### [Task statement]
Repeat exactly the lines of the listing from the line containing "Expected: one point per instance of the armchair" through its last line, and nothing beyond them.

* * *

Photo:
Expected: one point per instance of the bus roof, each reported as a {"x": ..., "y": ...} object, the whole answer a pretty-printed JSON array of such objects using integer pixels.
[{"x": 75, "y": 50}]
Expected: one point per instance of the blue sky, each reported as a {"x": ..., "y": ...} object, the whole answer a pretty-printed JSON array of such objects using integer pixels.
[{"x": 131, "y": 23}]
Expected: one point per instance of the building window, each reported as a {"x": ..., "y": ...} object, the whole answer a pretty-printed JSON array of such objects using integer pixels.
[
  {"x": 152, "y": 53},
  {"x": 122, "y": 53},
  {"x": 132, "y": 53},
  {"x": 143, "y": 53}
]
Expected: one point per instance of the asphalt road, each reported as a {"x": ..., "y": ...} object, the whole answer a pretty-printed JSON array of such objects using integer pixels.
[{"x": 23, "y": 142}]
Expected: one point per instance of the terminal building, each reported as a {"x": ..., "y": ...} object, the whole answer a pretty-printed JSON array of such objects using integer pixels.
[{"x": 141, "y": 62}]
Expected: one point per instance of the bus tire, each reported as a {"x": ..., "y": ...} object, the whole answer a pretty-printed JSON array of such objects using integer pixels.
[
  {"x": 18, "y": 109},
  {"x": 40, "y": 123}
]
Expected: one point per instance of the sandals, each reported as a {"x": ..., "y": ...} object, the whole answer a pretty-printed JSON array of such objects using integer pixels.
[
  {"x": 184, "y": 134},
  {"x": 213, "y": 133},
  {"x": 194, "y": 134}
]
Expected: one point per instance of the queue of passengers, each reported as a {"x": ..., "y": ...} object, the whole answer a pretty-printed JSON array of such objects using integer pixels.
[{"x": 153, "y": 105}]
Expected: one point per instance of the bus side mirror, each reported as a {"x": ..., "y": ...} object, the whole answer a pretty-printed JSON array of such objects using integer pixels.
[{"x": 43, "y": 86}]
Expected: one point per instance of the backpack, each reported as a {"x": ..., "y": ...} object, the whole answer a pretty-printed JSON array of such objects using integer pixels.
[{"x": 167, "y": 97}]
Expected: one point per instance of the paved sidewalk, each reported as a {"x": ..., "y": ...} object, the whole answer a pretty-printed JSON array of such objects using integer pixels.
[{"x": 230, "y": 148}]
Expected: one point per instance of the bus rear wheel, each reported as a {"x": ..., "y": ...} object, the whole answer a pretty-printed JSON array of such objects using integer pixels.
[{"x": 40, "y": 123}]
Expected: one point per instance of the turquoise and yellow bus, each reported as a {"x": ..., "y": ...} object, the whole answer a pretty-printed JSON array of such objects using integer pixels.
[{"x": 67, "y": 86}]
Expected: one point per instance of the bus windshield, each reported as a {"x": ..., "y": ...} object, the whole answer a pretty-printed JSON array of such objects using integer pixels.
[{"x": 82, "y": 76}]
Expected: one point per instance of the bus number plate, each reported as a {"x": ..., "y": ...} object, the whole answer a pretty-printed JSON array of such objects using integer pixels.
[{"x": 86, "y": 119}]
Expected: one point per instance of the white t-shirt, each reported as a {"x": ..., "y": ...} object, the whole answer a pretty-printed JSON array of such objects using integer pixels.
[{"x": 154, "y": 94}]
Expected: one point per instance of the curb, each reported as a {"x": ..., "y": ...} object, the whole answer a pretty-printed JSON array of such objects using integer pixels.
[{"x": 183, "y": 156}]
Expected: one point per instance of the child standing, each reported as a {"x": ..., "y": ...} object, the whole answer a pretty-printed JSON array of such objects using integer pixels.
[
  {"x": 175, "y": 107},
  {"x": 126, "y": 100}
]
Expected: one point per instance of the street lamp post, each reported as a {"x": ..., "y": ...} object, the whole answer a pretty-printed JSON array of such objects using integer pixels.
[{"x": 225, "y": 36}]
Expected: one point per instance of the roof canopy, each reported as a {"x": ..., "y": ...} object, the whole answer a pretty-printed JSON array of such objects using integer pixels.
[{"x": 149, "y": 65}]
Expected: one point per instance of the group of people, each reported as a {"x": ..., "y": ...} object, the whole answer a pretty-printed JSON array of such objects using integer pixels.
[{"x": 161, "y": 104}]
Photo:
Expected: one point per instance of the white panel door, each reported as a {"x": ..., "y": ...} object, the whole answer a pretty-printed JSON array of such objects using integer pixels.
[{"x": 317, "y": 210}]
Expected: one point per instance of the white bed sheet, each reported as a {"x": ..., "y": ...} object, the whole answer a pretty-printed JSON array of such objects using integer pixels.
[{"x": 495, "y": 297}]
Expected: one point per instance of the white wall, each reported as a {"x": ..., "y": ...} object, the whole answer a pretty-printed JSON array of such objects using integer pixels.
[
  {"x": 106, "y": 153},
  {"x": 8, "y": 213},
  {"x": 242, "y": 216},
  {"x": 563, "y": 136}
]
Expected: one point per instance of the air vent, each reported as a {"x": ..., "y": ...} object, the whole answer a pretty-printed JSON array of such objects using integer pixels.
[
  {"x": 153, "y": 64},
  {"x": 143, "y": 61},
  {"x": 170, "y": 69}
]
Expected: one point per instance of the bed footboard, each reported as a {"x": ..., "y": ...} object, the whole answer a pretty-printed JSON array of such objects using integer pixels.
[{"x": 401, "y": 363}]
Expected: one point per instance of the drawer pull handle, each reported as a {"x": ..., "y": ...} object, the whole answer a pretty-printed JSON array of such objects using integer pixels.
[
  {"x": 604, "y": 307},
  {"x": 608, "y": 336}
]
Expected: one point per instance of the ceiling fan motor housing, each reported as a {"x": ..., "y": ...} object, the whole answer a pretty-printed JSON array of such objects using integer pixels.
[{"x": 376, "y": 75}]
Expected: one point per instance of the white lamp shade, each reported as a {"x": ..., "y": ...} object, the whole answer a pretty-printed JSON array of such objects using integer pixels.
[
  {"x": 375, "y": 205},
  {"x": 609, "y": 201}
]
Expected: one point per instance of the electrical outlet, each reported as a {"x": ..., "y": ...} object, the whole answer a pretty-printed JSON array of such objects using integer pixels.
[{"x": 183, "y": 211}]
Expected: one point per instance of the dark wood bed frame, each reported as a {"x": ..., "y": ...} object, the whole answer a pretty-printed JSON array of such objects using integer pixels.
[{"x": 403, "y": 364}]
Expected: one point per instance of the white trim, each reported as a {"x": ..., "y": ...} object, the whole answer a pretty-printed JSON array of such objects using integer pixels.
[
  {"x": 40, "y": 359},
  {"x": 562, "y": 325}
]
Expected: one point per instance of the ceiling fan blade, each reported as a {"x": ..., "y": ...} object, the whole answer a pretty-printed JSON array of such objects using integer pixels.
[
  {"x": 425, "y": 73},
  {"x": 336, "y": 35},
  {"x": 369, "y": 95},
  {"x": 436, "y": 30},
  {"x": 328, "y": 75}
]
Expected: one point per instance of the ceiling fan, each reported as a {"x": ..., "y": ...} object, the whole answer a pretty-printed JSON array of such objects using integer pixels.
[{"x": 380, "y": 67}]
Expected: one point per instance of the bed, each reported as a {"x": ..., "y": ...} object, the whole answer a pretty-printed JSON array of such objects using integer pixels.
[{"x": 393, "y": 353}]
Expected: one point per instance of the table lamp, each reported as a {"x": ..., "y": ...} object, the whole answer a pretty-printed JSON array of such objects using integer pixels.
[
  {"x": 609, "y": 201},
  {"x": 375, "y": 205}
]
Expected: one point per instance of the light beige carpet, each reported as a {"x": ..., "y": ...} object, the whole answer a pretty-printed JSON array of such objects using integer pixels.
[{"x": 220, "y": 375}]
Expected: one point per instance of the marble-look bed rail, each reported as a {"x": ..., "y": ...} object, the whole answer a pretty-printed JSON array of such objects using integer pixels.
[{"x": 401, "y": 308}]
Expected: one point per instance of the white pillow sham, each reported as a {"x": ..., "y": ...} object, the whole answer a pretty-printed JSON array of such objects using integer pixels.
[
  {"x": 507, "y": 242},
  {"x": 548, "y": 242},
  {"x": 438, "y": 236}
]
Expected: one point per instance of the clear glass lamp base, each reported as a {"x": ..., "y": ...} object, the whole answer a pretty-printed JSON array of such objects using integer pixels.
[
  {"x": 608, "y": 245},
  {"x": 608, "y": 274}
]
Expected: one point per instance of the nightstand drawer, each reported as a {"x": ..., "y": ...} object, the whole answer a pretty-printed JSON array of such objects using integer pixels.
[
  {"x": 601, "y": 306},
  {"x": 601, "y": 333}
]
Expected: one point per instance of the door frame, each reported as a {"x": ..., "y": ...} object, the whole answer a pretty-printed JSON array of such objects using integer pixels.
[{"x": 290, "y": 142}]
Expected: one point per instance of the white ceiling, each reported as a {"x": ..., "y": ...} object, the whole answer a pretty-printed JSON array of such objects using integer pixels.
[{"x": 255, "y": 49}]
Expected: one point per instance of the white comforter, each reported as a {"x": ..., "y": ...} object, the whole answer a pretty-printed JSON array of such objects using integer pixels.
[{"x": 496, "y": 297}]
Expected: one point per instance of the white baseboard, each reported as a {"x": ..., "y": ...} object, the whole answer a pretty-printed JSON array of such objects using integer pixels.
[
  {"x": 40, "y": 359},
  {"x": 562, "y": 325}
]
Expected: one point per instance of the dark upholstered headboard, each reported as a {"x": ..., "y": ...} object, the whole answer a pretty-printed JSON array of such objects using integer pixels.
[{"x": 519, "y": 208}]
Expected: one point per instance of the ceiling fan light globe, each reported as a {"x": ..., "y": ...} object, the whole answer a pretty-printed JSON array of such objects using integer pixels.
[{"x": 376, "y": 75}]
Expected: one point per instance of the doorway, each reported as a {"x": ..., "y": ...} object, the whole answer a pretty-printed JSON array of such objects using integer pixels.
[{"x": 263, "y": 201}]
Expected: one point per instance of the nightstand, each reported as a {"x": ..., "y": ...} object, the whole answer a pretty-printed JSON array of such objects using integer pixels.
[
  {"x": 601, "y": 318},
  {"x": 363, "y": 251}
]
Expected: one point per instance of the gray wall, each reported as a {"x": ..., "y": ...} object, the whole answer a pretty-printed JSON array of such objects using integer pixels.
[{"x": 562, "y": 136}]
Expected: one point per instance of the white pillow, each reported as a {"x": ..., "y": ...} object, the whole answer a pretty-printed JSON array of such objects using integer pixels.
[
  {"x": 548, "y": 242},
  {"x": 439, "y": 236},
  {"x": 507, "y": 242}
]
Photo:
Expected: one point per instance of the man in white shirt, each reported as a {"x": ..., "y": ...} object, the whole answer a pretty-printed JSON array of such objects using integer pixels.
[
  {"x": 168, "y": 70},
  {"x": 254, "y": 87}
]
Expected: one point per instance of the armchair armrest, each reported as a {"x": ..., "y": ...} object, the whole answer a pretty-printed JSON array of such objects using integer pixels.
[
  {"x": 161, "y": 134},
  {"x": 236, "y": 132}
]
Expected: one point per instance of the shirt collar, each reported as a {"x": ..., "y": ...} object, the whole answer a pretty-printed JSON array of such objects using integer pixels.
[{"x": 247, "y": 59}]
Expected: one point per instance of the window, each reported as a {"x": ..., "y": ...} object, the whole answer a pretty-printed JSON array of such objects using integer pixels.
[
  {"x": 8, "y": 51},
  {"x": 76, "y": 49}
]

* * *

### [Right answer]
Expected: one point per instance of the armchair armrest, each reported as a {"x": ..., "y": ...} object, the whole answer a pretty-printed JSON array of such objects using integer pixels.
[
  {"x": 161, "y": 134},
  {"x": 236, "y": 132}
]
Expected: one point per instance of the shirt collar, each reported as a {"x": ..., "y": ...} object, the whole answer a pretty-printed JSON array of such objects using integer pixels.
[{"x": 247, "y": 59}]
Expected: one point per instance of the window, each reported as a {"x": ..., "y": ...} object, the whole answer a pretty-printed JSON array of such objects using integer pixels.
[
  {"x": 8, "y": 51},
  {"x": 76, "y": 49}
]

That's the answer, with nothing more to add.